### Data supplied
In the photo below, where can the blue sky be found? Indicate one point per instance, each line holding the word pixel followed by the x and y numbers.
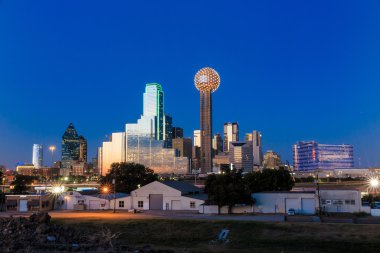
pixel 296 70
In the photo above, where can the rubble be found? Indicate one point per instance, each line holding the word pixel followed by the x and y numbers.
pixel 38 234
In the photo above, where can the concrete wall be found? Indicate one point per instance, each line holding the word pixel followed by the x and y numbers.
pixel 341 201
pixel 213 209
pixel 268 202
pixel 127 203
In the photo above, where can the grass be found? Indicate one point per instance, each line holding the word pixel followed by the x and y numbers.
pixel 196 235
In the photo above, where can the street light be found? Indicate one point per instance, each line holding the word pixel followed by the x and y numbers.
pixel 52 149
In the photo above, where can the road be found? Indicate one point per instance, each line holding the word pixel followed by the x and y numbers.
pixel 121 215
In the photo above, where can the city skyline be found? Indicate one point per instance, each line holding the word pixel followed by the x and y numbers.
pixel 293 75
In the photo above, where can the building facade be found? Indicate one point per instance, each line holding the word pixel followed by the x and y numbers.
pixel 255 138
pixel 231 133
pixel 70 146
pixel 207 81
pixel 38 158
pixel 145 142
pixel 271 160
pixel 82 149
pixel 177 132
pixel 217 144
pixel 310 155
pixel 241 155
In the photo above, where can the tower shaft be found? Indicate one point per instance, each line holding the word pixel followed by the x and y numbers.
pixel 206 131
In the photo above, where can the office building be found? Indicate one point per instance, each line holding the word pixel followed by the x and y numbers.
pixel 145 142
pixel 183 147
pixel 255 138
pixel 70 147
pixel 38 157
pixel 153 106
pixel 241 155
pixel 197 138
pixel 207 81
pixel 310 155
pixel 82 149
pixel 231 133
pixel 177 132
pixel 217 144
pixel 271 160
pixel 168 131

### Task brief
Pictures are not part of the copy; output everything else in the records exactly.

### Task response
In the photo below, where can the blue sky be found? Indicate one point per instance, each line holding the word pixel followed by the x and y numbers.
pixel 296 70
In the photo above, where can the rubble be found? Indicate one point per instance, each line holding the word pixel followed by the x and y numbers.
pixel 38 234
In the photo above, where can the concrete wall be found? Indicate one point per instance, each line holding the word pixel followed by the x and y numbers.
pixel 341 201
pixel 213 209
pixel 268 202
pixel 127 203
In the photo above, where can the grass be found? Indicate one point per instance, each line holding the word pixel followed by the x and y numbers.
pixel 196 235
In the photo above, where can the street light be found? Indicate one point per instance, each line holding the word pixel followed by the x and y numbers.
pixel 52 149
In the photo above, where can the road be found? Indicate one point per instance, each line holding the word pixel followed by the x and y numbers.
pixel 121 215
In the photo above, where can the city skyline be found? Indicate one point per instance, each line holding the word pixel followed by the x and y numbers.
pixel 293 75
In the photo above, where can the building facade be found? Indicate one point per instance, each line holding the word pixel followed by the x and y numbers.
pixel 255 138
pixel 231 133
pixel 70 146
pixel 207 81
pixel 38 158
pixel 145 142
pixel 271 160
pixel 82 149
pixel 177 132
pixel 217 144
pixel 310 155
pixel 241 155
In the photo above, where can the tower shaft be found? Indicate one point per instance, each line holding the word pixel followed by the x and y numbers.
pixel 206 131
In the photo above, where can the office building be found? Indicate one point per instance, each line holding the word pixel followed by the x and y numbers.
pixel 145 142
pixel 183 147
pixel 255 138
pixel 70 147
pixel 38 157
pixel 153 106
pixel 241 155
pixel 197 138
pixel 207 81
pixel 310 155
pixel 82 149
pixel 231 133
pixel 177 132
pixel 217 144
pixel 271 160
pixel 168 131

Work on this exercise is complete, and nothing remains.